◆ **Trecho do documento**:
=-=-=-=-=

Da
seita neomodernista que ocupa a Igreja Católica
Cinquenta anos depois do Concílio Vaticano II e da reação do movimento
tradicionalista na subsequente crise da Igreja, podem-se distinguir três
tendências divergentes sobre a relação a ter entre a Igreja Católica e a Igreja
oficial. Quer dizer, entre o corpo místico de Nosso Senhor Jesus Cristo e os
clérigos e fiéis unidos à hierarquia e às reformas pós-conciliares.
Para uns, são duas
igrejas substancialmente distintas, absolutamente separadas, e não se pode
pertencer às duas ao mesmo tempo. Estas duas igrejas tem uma fé diferente,
ritos diferentes, uma legislação diferente. A lógica os leva também a já não
rezar publicamente pelo papa atualmente reinante, porque ele é papa de outra
Igreja, que não é – ou já não é – católica.
Para outros, ao
contrário, a Igreja oficial, hierárquica, romana, conciliar não é uma Igreja à
parte, mas sim a Igreja Católica real, una, a verdadeira, a visível, a Igreja
de hoje, e é inadmissível fazer uma distinção real entre a Igreja conciliar,
oficial, e a Igreja fundada por Nosso Senhor Jesus Cristo. A lógica levará
também a procurar a pertença oficial, visivelmente, canonicamente, a esta
hierarquia, para bem assegurar a pertença à única Igreja, católica e
apostólica.

=-=-=-=-=

◆ **Entradas extraídas**:
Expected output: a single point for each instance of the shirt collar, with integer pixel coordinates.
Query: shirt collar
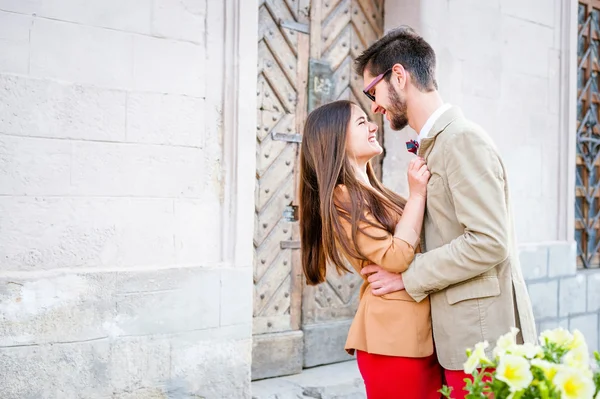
(426, 129)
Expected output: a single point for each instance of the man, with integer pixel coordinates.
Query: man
(470, 268)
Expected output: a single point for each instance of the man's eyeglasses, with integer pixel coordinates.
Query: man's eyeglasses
(367, 90)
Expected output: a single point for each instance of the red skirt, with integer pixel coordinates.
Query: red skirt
(394, 377)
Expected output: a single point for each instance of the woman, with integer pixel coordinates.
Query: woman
(347, 214)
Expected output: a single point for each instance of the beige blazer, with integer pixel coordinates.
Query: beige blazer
(470, 267)
(393, 324)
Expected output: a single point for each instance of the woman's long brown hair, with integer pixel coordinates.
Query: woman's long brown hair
(323, 166)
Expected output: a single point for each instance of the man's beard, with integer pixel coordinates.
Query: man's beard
(398, 111)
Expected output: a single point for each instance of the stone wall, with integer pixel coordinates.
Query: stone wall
(115, 199)
(561, 295)
(499, 61)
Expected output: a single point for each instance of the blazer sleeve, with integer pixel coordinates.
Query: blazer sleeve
(393, 252)
(478, 191)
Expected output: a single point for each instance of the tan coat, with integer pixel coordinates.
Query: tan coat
(470, 267)
(394, 324)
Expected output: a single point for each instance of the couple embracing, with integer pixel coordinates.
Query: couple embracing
(440, 268)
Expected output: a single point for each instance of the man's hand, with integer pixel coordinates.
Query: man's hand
(382, 282)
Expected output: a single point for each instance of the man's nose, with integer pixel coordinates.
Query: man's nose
(374, 107)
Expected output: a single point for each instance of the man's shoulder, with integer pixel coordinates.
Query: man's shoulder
(462, 130)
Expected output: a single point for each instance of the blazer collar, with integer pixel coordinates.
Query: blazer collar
(442, 123)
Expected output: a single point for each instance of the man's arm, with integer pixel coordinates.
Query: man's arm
(477, 187)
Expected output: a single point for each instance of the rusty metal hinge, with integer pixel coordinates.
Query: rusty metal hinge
(290, 138)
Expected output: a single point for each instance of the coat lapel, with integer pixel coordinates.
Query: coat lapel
(442, 123)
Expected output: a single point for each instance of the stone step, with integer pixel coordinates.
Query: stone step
(334, 381)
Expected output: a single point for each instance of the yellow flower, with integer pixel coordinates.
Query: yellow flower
(515, 372)
(505, 342)
(578, 357)
(547, 367)
(578, 341)
(572, 384)
(476, 357)
(558, 336)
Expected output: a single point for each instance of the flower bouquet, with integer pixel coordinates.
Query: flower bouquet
(558, 368)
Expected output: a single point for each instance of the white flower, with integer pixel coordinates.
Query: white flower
(515, 372)
(547, 367)
(505, 342)
(573, 384)
(527, 350)
(578, 341)
(558, 336)
(578, 358)
(476, 357)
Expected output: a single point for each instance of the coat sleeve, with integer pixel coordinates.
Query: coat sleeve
(477, 188)
(393, 252)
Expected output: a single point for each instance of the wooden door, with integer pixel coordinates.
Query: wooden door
(340, 31)
(301, 42)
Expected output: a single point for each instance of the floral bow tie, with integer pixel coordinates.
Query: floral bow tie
(412, 146)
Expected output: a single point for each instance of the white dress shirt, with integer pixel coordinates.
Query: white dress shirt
(426, 129)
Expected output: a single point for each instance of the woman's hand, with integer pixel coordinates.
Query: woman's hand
(418, 176)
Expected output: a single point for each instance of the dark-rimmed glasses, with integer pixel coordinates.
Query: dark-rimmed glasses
(367, 90)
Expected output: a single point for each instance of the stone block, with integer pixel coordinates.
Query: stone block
(521, 184)
(339, 380)
(525, 46)
(572, 295)
(180, 69)
(561, 259)
(132, 15)
(521, 94)
(45, 108)
(31, 166)
(56, 308)
(49, 233)
(534, 261)
(484, 76)
(198, 236)
(588, 325)
(534, 12)
(183, 20)
(324, 343)
(237, 289)
(81, 54)
(462, 20)
(554, 80)
(70, 370)
(277, 354)
(14, 42)
(593, 290)
(544, 299)
(139, 365)
(165, 119)
(176, 300)
(114, 169)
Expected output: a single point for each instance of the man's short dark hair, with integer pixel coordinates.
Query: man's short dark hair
(405, 47)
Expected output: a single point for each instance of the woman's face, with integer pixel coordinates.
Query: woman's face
(361, 137)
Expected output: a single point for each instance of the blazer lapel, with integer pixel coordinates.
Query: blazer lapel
(442, 123)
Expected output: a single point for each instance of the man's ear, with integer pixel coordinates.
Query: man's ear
(399, 76)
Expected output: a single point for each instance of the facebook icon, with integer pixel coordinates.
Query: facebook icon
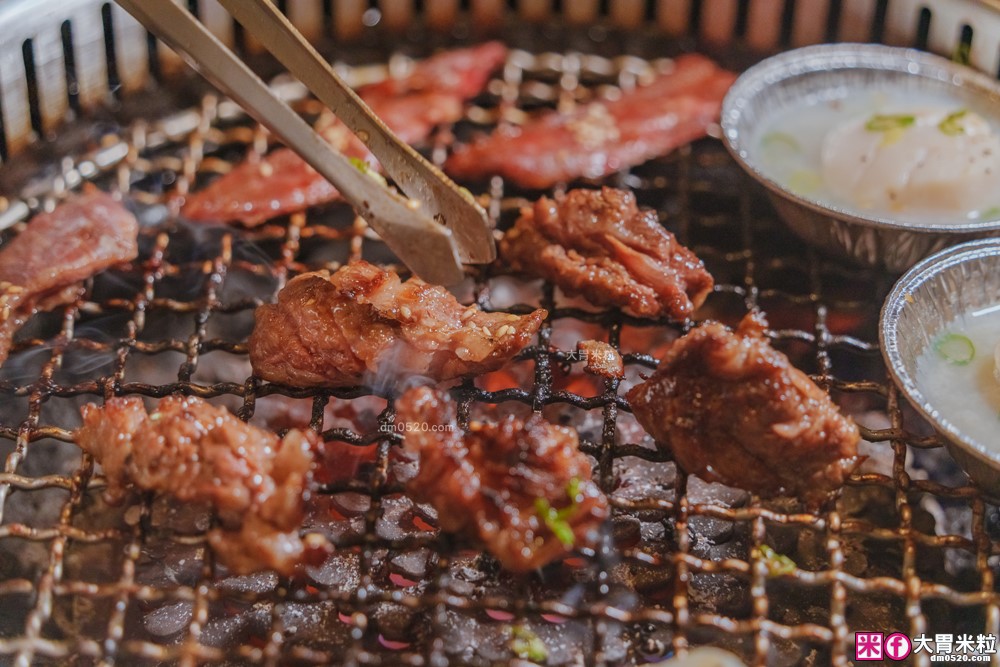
(897, 646)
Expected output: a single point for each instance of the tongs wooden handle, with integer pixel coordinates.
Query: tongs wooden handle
(433, 232)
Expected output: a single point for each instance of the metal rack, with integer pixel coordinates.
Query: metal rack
(680, 566)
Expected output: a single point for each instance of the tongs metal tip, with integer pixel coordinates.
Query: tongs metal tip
(434, 229)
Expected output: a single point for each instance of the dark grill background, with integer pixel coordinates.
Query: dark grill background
(84, 583)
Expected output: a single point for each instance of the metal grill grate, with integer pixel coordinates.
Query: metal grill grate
(909, 547)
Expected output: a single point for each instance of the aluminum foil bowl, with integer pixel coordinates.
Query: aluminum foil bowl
(925, 300)
(831, 70)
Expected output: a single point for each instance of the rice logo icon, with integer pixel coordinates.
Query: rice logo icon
(897, 646)
(868, 646)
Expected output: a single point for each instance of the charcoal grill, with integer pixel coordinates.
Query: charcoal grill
(88, 96)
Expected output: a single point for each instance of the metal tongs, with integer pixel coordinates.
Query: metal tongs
(437, 229)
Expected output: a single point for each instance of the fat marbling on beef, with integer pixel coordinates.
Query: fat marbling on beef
(734, 410)
(603, 136)
(597, 243)
(43, 266)
(411, 106)
(197, 452)
(523, 489)
(362, 322)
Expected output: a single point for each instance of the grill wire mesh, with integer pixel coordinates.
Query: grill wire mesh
(910, 546)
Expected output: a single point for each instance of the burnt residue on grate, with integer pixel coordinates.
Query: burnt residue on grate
(909, 545)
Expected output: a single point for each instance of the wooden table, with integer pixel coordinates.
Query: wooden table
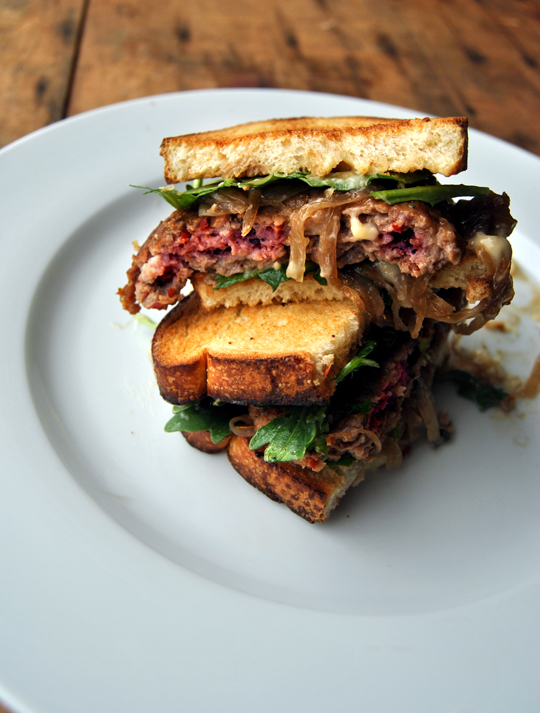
(475, 58)
(478, 58)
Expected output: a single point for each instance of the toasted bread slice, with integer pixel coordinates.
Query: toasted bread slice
(367, 145)
(307, 493)
(257, 292)
(276, 354)
(310, 494)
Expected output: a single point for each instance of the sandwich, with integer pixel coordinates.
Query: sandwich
(328, 265)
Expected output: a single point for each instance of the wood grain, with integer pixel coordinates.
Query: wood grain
(479, 59)
(38, 40)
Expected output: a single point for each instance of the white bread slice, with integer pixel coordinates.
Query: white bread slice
(318, 146)
(276, 354)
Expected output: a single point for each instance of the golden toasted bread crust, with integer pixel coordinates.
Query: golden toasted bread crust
(276, 354)
(318, 146)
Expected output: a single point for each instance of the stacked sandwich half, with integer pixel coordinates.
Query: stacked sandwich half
(328, 265)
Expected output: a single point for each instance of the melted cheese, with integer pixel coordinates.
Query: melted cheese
(392, 275)
(497, 247)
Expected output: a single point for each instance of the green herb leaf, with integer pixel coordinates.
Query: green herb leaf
(289, 436)
(339, 181)
(204, 416)
(272, 277)
(358, 361)
(484, 395)
(406, 178)
(228, 280)
(428, 194)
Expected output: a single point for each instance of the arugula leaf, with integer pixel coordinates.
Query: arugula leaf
(428, 194)
(289, 436)
(484, 395)
(228, 280)
(407, 178)
(339, 181)
(272, 277)
(204, 416)
(358, 361)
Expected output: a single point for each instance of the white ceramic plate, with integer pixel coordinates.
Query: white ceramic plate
(138, 574)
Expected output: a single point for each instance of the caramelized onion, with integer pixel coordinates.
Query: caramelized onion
(327, 246)
(356, 283)
(426, 409)
(373, 437)
(226, 201)
(299, 242)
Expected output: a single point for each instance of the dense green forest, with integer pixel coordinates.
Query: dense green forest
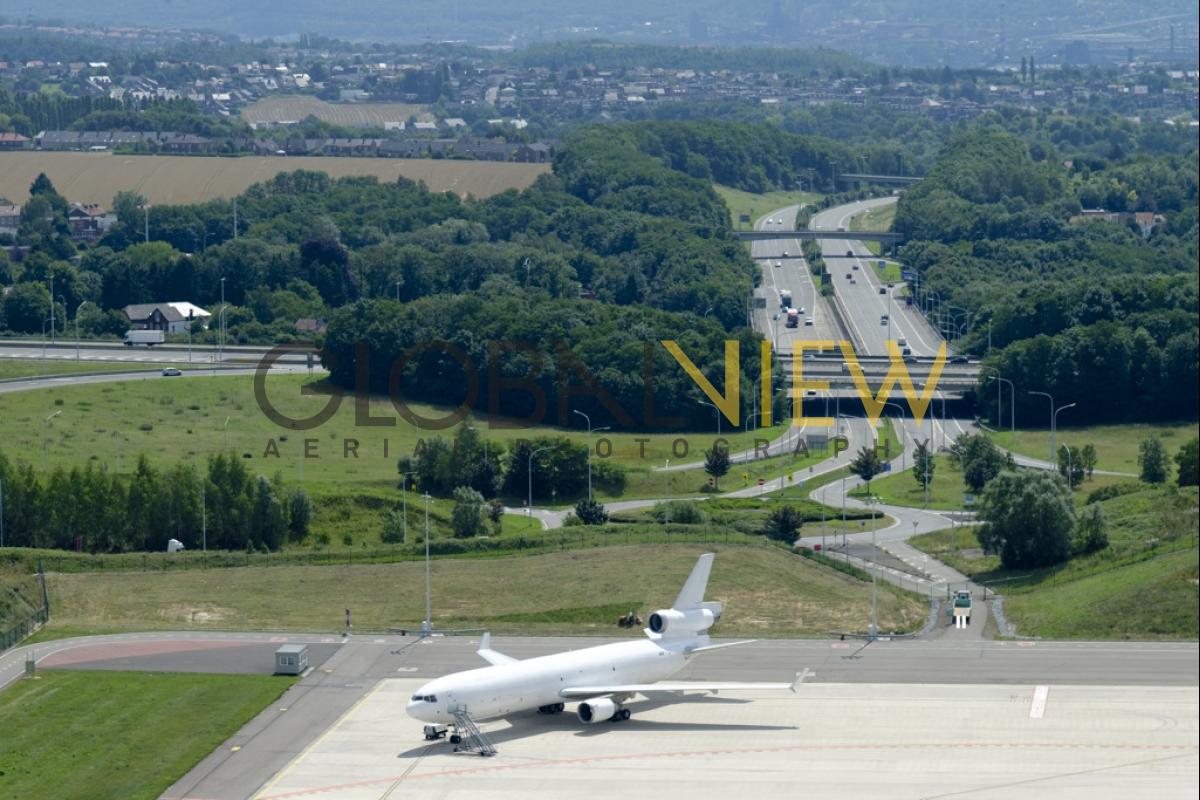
(141, 511)
(1091, 311)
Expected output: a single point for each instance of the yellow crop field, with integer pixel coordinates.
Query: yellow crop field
(293, 108)
(97, 176)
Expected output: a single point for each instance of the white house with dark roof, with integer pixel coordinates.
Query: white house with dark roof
(168, 317)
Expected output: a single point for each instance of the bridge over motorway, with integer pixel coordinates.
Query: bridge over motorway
(883, 180)
(883, 236)
(954, 377)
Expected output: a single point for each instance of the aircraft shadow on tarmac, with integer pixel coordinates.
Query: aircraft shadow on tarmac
(531, 725)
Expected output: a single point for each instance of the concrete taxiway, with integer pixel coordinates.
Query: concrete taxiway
(861, 740)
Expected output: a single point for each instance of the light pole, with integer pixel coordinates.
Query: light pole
(713, 405)
(46, 438)
(403, 493)
(77, 326)
(221, 316)
(1049, 397)
(529, 476)
(1054, 431)
(427, 625)
(1012, 405)
(589, 447)
(666, 493)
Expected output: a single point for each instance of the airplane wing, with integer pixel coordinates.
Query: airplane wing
(491, 656)
(583, 692)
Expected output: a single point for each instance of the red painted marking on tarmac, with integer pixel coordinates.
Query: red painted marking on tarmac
(89, 653)
(730, 751)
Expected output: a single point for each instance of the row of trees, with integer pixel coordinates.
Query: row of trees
(222, 506)
(556, 467)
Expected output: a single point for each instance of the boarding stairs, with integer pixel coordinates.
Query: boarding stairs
(471, 738)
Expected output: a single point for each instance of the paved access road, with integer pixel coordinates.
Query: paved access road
(353, 669)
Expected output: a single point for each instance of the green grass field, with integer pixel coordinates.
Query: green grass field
(36, 367)
(768, 593)
(118, 734)
(756, 205)
(1143, 585)
(903, 489)
(1116, 445)
(875, 221)
(186, 420)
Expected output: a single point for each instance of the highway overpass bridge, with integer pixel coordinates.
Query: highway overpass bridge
(887, 238)
(883, 180)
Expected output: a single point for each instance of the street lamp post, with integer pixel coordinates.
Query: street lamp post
(403, 493)
(1049, 397)
(1012, 404)
(46, 438)
(77, 326)
(427, 624)
(529, 476)
(713, 405)
(589, 447)
(666, 493)
(1054, 432)
(900, 419)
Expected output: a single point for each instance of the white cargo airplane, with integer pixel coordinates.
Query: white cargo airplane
(604, 677)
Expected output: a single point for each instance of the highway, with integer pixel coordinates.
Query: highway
(862, 299)
(791, 274)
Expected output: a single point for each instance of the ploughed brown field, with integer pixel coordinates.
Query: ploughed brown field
(97, 176)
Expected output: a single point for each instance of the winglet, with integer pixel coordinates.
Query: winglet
(801, 677)
(489, 655)
(693, 593)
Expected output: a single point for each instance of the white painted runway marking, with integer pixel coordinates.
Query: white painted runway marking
(1038, 705)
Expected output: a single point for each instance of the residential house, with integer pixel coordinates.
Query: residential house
(310, 326)
(10, 220)
(168, 317)
(13, 142)
(537, 152)
(89, 221)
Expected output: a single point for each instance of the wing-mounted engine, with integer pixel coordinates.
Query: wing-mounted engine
(600, 709)
(688, 621)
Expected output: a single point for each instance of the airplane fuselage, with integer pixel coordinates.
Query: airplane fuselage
(535, 683)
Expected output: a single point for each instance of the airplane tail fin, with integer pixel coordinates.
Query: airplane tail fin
(693, 593)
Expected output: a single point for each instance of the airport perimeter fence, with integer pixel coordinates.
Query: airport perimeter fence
(23, 608)
(484, 547)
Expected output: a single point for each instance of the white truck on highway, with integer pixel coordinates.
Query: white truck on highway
(144, 337)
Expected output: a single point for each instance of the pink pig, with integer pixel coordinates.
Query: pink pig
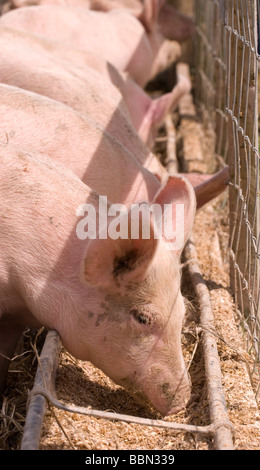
(116, 303)
(35, 122)
(37, 69)
(152, 13)
(117, 36)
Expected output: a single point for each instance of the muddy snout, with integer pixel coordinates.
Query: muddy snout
(168, 395)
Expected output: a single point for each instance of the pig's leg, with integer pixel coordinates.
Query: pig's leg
(159, 108)
(9, 337)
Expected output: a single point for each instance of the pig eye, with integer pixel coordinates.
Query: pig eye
(140, 317)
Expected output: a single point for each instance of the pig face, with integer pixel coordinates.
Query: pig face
(137, 315)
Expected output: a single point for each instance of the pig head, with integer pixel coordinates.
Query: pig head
(114, 302)
(139, 306)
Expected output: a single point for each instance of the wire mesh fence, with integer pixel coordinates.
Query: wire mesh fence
(227, 62)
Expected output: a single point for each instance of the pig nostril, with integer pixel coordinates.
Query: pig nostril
(140, 317)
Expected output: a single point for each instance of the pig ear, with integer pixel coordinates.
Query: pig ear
(109, 261)
(150, 14)
(178, 203)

=-=-=-=-=

◆ **Tarefa escrita A**: Reescreva tudo do texto sobre a Igreja oficial desde "Para uns, são" até "é – católica.", trocando "ritos" por "liturgias".
◆ **Tarefa escrita B**: Quantas tendências divergentes o texto sobre a Igreja oficial diz que se podem distinguir?
◆ **Tarefa escrita C**: Indique se cada afirmação concorda com o texto sobre a Igreja oficial, respondendo sim ou não e citando as palavras decisivas: (i) para alguns, as duas igrejas têm a mesma fé; (ii) a reflexão se situa cinquenta anos depois do Concílio Vaticano II; (iii) para outros, a Igreja oficial é uma Igreja à parte.

◆ **Resultado correto A**:
Para uns, são duas
igrejas substancialmente distintas, absolutamente separadas, e não se pode
pertencer às duas ao mesmo tempo. Estas duas igrejas tem uma fé diferente,
liturgias diferentes, uma legislação diferente. A lógica os leva também a já não
rezar publicamente pelo papa atualmente reinante, porque ele é papa de outra
Igreja, que não é – ou já não é – católica.

◆ **Resultado correto B**: Três tendências divergentes.

◆ **Resultado correto C**:
(i) Não: "Estas duas igrejas tem uma fé diferente".
(ii) Sim: "Cinquenta anos depois do Concílio Vaticano II".
(iii) Não: "não é uma Igreja à parte".